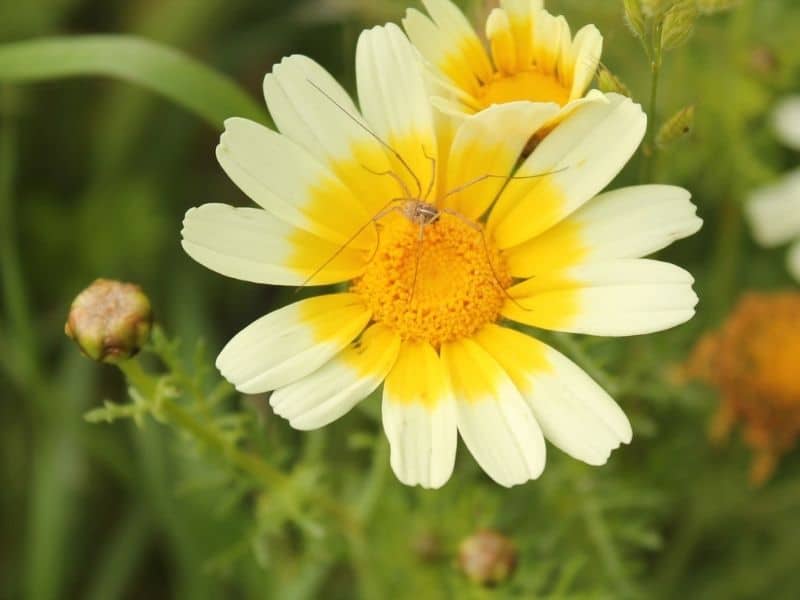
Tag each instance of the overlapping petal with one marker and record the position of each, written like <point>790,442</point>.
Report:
<point>485,151</point>
<point>292,342</point>
<point>493,419</point>
<point>253,245</point>
<point>624,223</point>
<point>613,298</point>
<point>575,413</point>
<point>568,168</point>
<point>419,417</point>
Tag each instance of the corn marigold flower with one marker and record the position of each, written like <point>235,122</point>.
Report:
<point>375,198</point>
<point>532,56</point>
<point>752,361</point>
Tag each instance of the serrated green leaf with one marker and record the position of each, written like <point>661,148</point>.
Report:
<point>678,24</point>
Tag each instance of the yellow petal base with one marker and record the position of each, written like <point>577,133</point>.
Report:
<point>532,85</point>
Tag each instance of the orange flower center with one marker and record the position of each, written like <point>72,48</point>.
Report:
<point>531,85</point>
<point>440,288</point>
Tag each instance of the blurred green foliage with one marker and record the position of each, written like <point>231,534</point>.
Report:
<point>95,175</point>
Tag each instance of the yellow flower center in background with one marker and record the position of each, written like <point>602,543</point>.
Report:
<point>454,292</point>
<point>530,85</point>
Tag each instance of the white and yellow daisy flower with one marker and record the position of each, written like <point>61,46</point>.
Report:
<point>532,56</point>
<point>427,300</point>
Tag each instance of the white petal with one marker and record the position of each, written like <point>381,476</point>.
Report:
<point>613,298</point>
<point>625,223</point>
<point>575,413</point>
<point>584,56</point>
<point>495,422</point>
<point>574,162</point>
<point>419,418</point>
<point>332,390</point>
<point>394,100</point>
<point>302,98</point>
<point>774,210</point>
<point>490,143</point>
<point>288,182</point>
<point>291,342</point>
<point>252,245</point>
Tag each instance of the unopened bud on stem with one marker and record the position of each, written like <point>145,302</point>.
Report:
<point>487,557</point>
<point>110,320</point>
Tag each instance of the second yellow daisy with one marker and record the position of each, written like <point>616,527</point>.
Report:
<point>533,56</point>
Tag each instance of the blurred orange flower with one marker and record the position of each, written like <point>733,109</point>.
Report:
<point>753,361</point>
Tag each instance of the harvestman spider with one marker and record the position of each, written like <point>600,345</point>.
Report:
<point>415,208</point>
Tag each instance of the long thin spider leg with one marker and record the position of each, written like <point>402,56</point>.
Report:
<point>373,221</point>
<point>480,231</point>
<point>481,178</point>
<point>420,248</point>
<point>358,122</point>
<point>394,176</point>
<point>433,173</point>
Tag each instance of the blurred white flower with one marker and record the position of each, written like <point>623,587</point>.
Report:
<point>774,210</point>
<point>786,121</point>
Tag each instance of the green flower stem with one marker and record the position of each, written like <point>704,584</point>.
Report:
<point>600,535</point>
<point>166,409</point>
<point>14,295</point>
<point>650,149</point>
<point>578,353</point>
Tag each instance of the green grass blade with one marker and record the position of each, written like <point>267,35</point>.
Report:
<point>158,68</point>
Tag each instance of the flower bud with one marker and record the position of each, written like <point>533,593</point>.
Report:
<point>676,127</point>
<point>110,320</point>
<point>634,17</point>
<point>487,557</point>
<point>608,82</point>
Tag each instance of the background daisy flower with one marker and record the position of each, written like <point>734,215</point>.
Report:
<point>774,210</point>
<point>532,56</point>
<point>424,304</point>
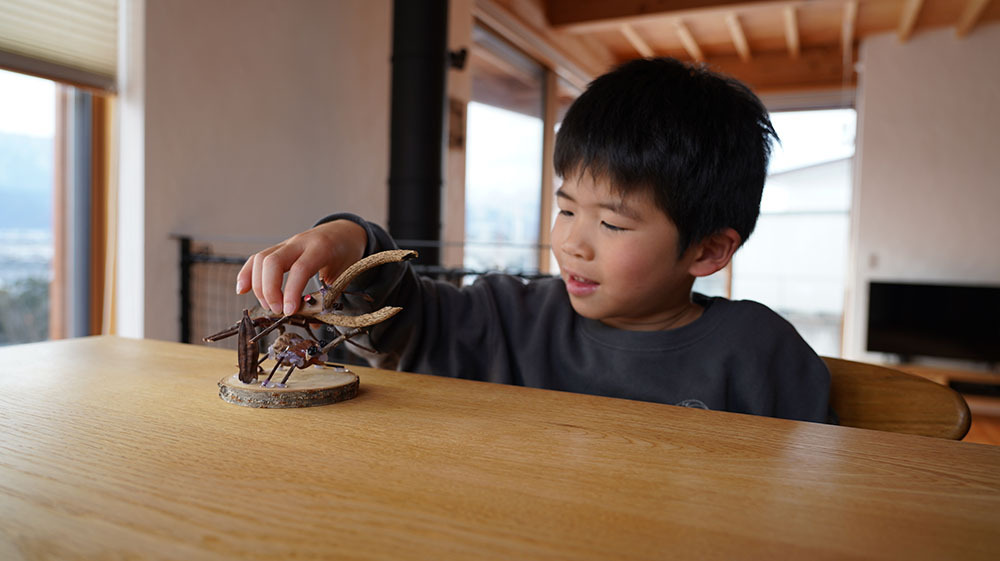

◆ ◆ ◆ ◆

§ **WHAT IS NEEDED**: Replace "Tag each instance" with "Label every instance" throughout the items above, leaving all other wording unchanged, and reproduce the lines without the pictures.

§ **CORRECT OUTPUT**:
Label every instance of the overlapping petal with one marker and record the position of each, written like <point>790,442</point>.
Report:
<point>485,151</point>
<point>292,342</point>
<point>493,419</point>
<point>253,245</point>
<point>624,223</point>
<point>613,298</point>
<point>575,413</point>
<point>568,168</point>
<point>419,417</point>
Label every instance of the corn marigold flower with one marker and record the position of each, written like <point>235,122</point>.
Report:
<point>375,198</point>
<point>532,56</point>
<point>752,361</point>
Label every instance of the serrated green leaf with one marker and record the position of each, written like <point>661,148</point>.
Report:
<point>678,24</point>
Label every instance of the yellow petal base with one marker and record the position of each, written like <point>577,133</point>.
Report:
<point>532,85</point>
Label every instance of the orange flower center with one marker and record the position of each, written like <point>72,48</point>.
Report:
<point>531,85</point>
<point>440,288</point>
Label every instance of the blurred green foliage with one marker and record the position of each, written like <point>231,534</point>.
Report:
<point>95,175</point>
Label every instance of the yellow flower center in background with one marker and record the position of each, written like <point>602,543</point>.
Report:
<point>454,292</point>
<point>530,85</point>
Label every instance of the white and yellow daisy flower with one marker and record the position of each, written like <point>61,46</point>.
Report:
<point>532,56</point>
<point>427,300</point>
Label every instance of the white petal with one marker and record the position of each, written like <point>381,476</point>.
Report:
<point>613,298</point>
<point>625,223</point>
<point>575,413</point>
<point>584,56</point>
<point>495,422</point>
<point>574,162</point>
<point>419,418</point>
<point>332,390</point>
<point>394,100</point>
<point>302,98</point>
<point>774,210</point>
<point>490,143</point>
<point>288,182</point>
<point>291,342</point>
<point>252,245</point>
Label every instance of the unopened bud on stem with one marker and record the position of each, written like <point>145,302</point>.
Report:
<point>487,557</point>
<point>110,320</point>
Label every instance of the second yellow daisy with one marker and record the position of each, written like <point>616,527</point>.
Report:
<point>533,56</point>
Label every instance of the blurred orange flower with one marker and record the position of each, written like <point>733,109</point>.
Report:
<point>753,361</point>
Label every instance of the harvestman spider with one marker and record the position of each, written like <point>600,345</point>.
Report:
<point>415,208</point>
Label every instance of the long thin spider leg with one marker and record the position of each, written like <point>402,56</point>.
Report:
<point>373,221</point>
<point>480,231</point>
<point>481,178</point>
<point>420,248</point>
<point>358,122</point>
<point>394,176</point>
<point>433,173</point>
Label every instance of the blurred white flower with one marker and record the position of each, written like <point>623,587</point>.
Report:
<point>774,210</point>
<point>786,121</point>
Label every instance of the green flower stem with one marker and record the position of each, written like <point>704,584</point>.
Report:
<point>600,535</point>
<point>166,409</point>
<point>14,295</point>
<point>650,149</point>
<point>578,353</point>
Label every instance of the green grass blade with one marker and record the position of each, written like <point>267,35</point>.
Report:
<point>158,68</point>
Label every instance of the flower bud with one marker and record the position of each, written like <point>533,593</point>.
Report:
<point>676,127</point>
<point>110,320</point>
<point>634,17</point>
<point>487,557</point>
<point>608,82</point>
Label every instance of the background daisy flower with one marker and record the position of each, written like <point>734,215</point>.
Report:
<point>774,210</point>
<point>532,56</point>
<point>424,304</point>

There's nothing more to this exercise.